* Saved entries
%%
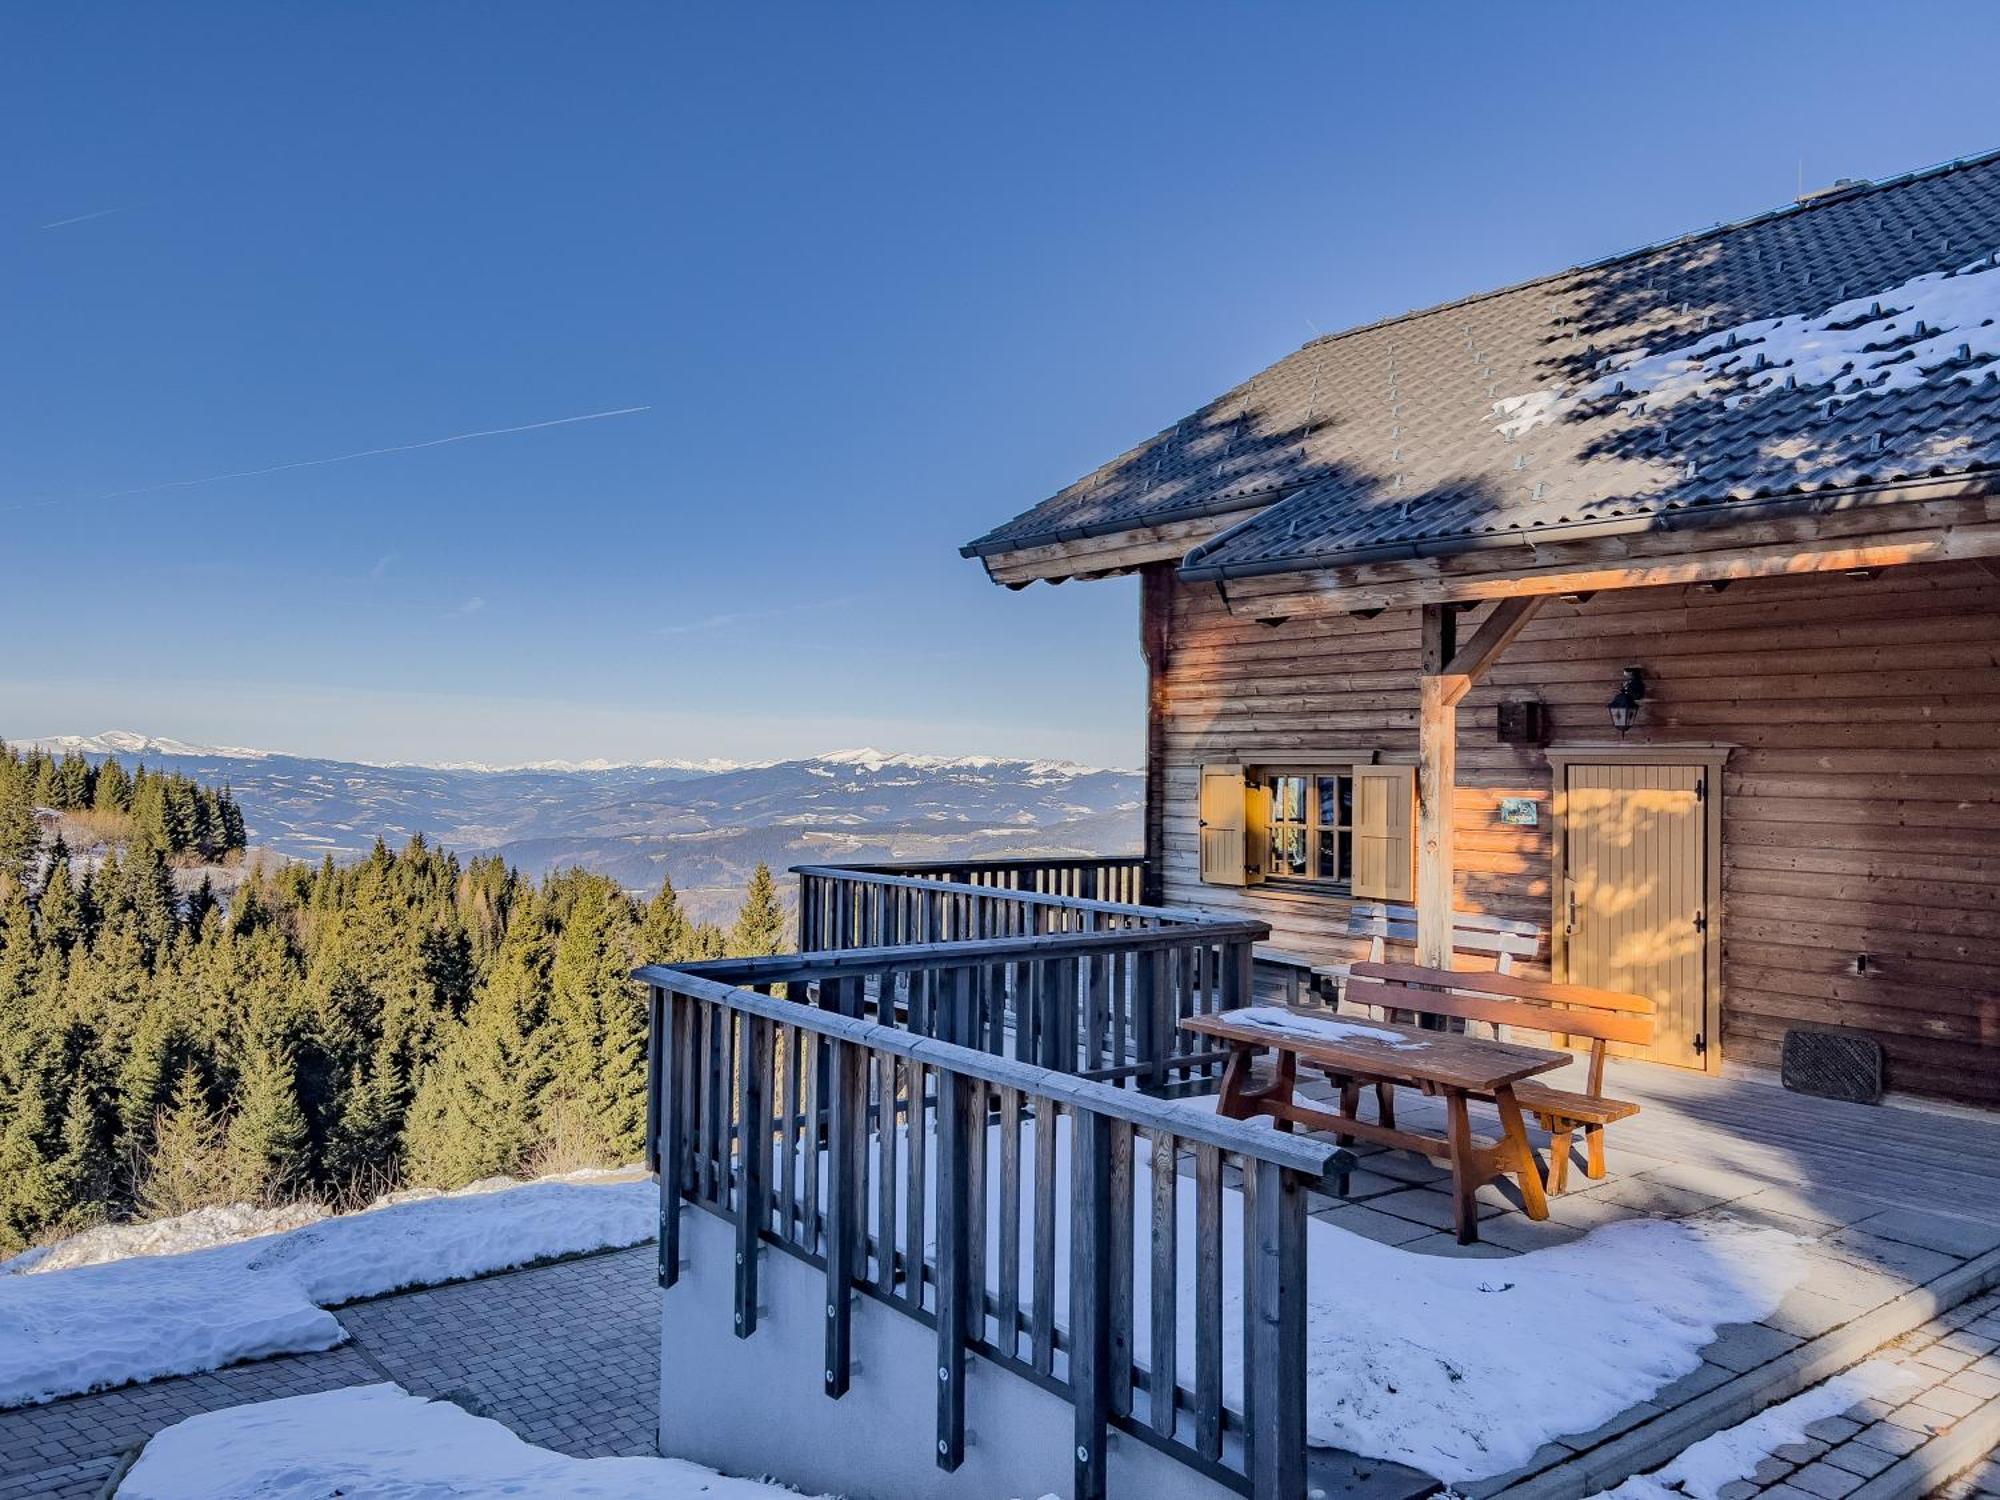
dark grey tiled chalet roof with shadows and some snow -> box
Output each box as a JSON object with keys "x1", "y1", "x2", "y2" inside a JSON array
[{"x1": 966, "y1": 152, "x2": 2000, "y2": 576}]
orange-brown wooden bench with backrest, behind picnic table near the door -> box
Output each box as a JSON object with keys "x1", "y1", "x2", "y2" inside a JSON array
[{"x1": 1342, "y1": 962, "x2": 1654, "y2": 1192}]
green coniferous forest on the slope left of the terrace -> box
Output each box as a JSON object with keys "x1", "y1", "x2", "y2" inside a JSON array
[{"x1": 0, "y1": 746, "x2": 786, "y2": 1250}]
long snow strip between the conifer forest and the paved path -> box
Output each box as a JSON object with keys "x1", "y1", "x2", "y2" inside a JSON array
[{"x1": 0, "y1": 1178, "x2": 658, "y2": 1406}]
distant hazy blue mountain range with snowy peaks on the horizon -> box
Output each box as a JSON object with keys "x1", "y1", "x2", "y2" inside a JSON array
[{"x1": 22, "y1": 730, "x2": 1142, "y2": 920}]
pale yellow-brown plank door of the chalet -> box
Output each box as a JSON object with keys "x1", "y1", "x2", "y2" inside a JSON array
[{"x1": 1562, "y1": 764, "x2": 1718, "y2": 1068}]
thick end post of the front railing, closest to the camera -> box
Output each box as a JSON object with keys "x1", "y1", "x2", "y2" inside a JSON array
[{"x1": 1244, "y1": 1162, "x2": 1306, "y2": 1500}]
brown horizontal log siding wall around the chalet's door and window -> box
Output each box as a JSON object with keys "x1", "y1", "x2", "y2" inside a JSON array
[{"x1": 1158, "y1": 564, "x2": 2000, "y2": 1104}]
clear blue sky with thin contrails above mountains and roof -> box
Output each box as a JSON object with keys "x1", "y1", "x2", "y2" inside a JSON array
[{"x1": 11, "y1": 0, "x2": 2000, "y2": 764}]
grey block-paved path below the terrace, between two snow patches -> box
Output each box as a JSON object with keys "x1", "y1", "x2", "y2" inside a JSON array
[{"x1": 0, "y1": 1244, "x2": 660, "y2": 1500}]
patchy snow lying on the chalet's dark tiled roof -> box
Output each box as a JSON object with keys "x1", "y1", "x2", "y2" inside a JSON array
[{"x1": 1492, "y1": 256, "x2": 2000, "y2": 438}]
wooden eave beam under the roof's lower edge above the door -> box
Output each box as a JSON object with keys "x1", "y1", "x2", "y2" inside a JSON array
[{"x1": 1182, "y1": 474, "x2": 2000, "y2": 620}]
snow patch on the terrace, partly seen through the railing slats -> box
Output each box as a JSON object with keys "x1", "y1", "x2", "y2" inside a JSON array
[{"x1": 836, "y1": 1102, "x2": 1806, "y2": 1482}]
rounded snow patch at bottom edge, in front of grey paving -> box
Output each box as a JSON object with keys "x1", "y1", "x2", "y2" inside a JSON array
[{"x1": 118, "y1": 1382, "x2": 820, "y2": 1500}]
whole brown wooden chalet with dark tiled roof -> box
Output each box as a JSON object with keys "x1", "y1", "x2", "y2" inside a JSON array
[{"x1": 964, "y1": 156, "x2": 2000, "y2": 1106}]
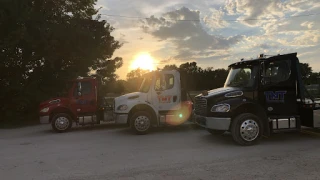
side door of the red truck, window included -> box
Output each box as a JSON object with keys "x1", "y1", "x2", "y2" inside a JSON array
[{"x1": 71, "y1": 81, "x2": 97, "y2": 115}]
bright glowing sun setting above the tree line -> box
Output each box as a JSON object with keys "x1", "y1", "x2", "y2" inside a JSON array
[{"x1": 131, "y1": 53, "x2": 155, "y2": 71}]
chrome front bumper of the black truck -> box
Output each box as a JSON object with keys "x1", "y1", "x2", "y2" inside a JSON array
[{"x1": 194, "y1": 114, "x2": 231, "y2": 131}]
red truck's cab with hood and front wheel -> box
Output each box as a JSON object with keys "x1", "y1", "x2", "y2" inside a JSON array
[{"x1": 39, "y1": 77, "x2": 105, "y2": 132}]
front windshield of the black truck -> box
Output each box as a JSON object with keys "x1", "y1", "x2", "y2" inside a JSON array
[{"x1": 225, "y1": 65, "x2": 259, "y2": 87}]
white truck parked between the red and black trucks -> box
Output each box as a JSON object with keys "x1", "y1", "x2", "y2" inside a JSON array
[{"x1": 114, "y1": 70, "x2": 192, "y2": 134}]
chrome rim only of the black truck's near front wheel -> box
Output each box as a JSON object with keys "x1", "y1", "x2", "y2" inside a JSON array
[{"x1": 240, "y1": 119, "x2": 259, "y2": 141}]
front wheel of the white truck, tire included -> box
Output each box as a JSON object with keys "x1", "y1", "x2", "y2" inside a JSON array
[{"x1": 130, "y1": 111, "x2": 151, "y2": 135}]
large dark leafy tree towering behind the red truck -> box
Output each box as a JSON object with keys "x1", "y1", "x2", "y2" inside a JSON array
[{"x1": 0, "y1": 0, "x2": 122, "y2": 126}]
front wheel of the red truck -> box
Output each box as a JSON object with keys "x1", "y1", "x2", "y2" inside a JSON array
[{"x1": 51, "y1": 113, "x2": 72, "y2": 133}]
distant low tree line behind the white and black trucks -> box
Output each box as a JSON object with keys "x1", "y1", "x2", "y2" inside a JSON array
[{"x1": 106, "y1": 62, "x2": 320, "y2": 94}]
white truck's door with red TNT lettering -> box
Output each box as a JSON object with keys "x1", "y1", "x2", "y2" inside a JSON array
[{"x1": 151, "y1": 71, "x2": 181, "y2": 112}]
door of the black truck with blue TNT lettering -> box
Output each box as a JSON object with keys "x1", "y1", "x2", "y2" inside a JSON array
%%
* Exercise
Your task is to restate every record word for word. Omit all pictures.

* Reply to the exercise
dark grey tiled chalet roof with shadows and some snow -> box
Output each box as a JSON object with keys "x1", "y1", "x2", "y2" inside a JSON array
[{"x1": 966, "y1": 152, "x2": 2000, "y2": 576}]
orange-brown wooden bench with backrest, behind picnic table near the door -> box
Output each box as a JSON object with keys "x1", "y1", "x2", "y2" inside a JSON array
[{"x1": 1342, "y1": 962, "x2": 1654, "y2": 1192}]
green coniferous forest on the slope left of the terrace -> box
Output each box as a JSON object with keys "x1", "y1", "x2", "y2" inside a JSON array
[{"x1": 0, "y1": 746, "x2": 786, "y2": 1250}]
long snow strip between the conifer forest and the paved path -> box
Output each box as a JSON object with keys "x1", "y1", "x2", "y2" inside a JSON array
[{"x1": 0, "y1": 1178, "x2": 658, "y2": 1406}]
distant hazy blue mountain range with snowy peaks on the horizon -> box
Output each box as a JSON object with keys "x1", "y1", "x2", "y2" inside a JSON array
[{"x1": 22, "y1": 730, "x2": 1142, "y2": 920}]
pale yellow-brown plank door of the chalet -> box
Output each box as a JSON object with keys "x1", "y1", "x2", "y2" inside a JSON array
[{"x1": 1562, "y1": 764, "x2": 1718, "y2": 1068}]
thick end post of the front railing, closest to the camera -> box
Output each box as a JSON object with keys "x1", "y1", "x2", "y2" inside a JSON array
[{"x1": 1244, "y1": 1162, "x2": 1306, "y2": 1500}]
brown horizontal log siding wall around the chalet's door and window -> box
Output each box as a JSON object with keys "x1", "y1", "x2", "y2" inside a JSON array
[{"x1": 1158, "y1": 564, "x2": 2000, "y2": 1104}]
clear blue sky with thin contrails above mountains and roof -> box
Output each box as a JSON object with keys "x1", "y1", "x2", "y2" inside a JSON array
[{"x1": 11, "y1": 0, "x2": 2000, "y2": 764}]
grey block-paved path below the terrace, between two snow patches -> box
Output each box as a JSON object with keys "x1", "y1", "x2", "y2" inside a JSON array
[{"x1": 0, "y1": 1244, "x2": 660, "y2": 1500}]
patchy snow lying on the chalet's dark tiled roof -> box
Output each box as a JSON object with keys "x1", "y1", "x2", "y2" inside a JSON array
[{"x1": 1492, "y1": 256, "x2": 2000, "y2": 438}]
wooden eave beam under the roof's lower edge above the door -> box
Output each box as a JSON object with keys "x1", "y1", "x2", "y2" inside a JSON array
[{"x1": 1182, "y1": 474, "x2": 2000, "y2": 620}]
snow patch on the terrace, partly seen through the railing slats -> box
Output each box as a JSON object with keys "x1", "y1", "x2", "y2" inside a JSON array
[{"x1": 836, "y1": 1102, "x2": 1806, "y2": 1482}]
rounded snow patch at bottom edge, in front of grey paving -> box
Output each box as a JSON object with keys "x1", "y1", "x2", "y2" inside a JSON array
[{"x1": 118, "y1": 1382, "x2": 820, "y2": 1500}]
whole brown wooden chalet with dark tiled roof -> box
Output each box as a JSON object with keys "x1", "y1", "x2", "y2" inside a JSON array
[{"x1": 964, "y1": 156, "x2": 2000, "y2": 1106}]
side door of the red truck, window included -> box
Output each box as a JSON object with keys "x1", "y1", "x2", "y2" inside a JSON array
[{"x1": 71, "y1": 81, "x2": 97, "y2": 115}]
bright glowing sun setting above the tree line -> box
Output each box as a JSON object with keys "x1", "y1", "x2", "y2" inside a JSON array
[{"x1": 131, "y1": 53, "x2": 155, "y2": 71}]
chrome front bumper of the black truck -> box
Output each box as a JSON object with keys "x1", "y1", "x2", "y2" inside a JSON array
[{"x1": 194, "y1": 114, "x2": 231, "y2": 131}]
red truck's cab with hood and front wheel -> box
Output each box as a JSON object with keys "x1", "y1", "x2", "y2" inside a JSON array
[{"x1": 39, "y1": 77, "x2": 105, "y2": 132}]
front windshield of the black truck -> box
Output each box as a JSON object with keys "x1", "y1", "x2", "y2" inside a JSON array
[{"x1": 225, "y1": 65, "x2": 259, "y2": 87}]
white truck parked between the red and black trucks -> box
Output each box as a JSON object with keys "x1", "y1", "x2", "y2" inside a JSON array
[{"x1": 114, "y1": 70, "x2": 192, "y2": 134}]
chrome rim only of the black truck's near front wheel -> box
Output each box as a JSON object with keys "x1", "y1", "x2", "y2" inside a JSON array
[{"x1": 240, "y1": 119, "x2": 259, "y2": 141}]
front wheel of the white truck, tire included -> box
Output each box as a JSON object with keys "x1", "y1", "x2", "y2" inside a JSON array
[{"x1": 130, "y1": 111, "x2": 151, "y2": 135}]
large dark leafy tree towering behind the red truck -> box
Output each box as a JSON object with keys "x1", "y1", "x2", "y2" inside a JSON array
[{"x1": 0, "y1": 0, "x2": 122, "y2": 126}]
front wheel of the red truck -> box
Output each box as a JSON object with keys "x1", "y1", "x2", "y2" inside a JSON array
[{"x1": 51, "y1": 113, "x2": 72, "y2": 133}]
distant low tree line behind the white and black trucks -> box
Output each box as a JSON object with keys "x1", "y1", "x2", "y2" inside a JSON array
[{"x1": 106, "y1": 62, "x2": 320, "y2": 94}]
white truck's door with red TNT lettering -> box
Output each box as a JSON object with keys "x1", "y1", "x2", "y2" inside a JSON array
[{"x1": 151, "y1": 71, "x2": 181, "y2": 112}]
door of the black truck with blue TNT lettering -> box
Output each box as a JSON object with keys "x1", "y1", "x2", "y2" inside a JSON array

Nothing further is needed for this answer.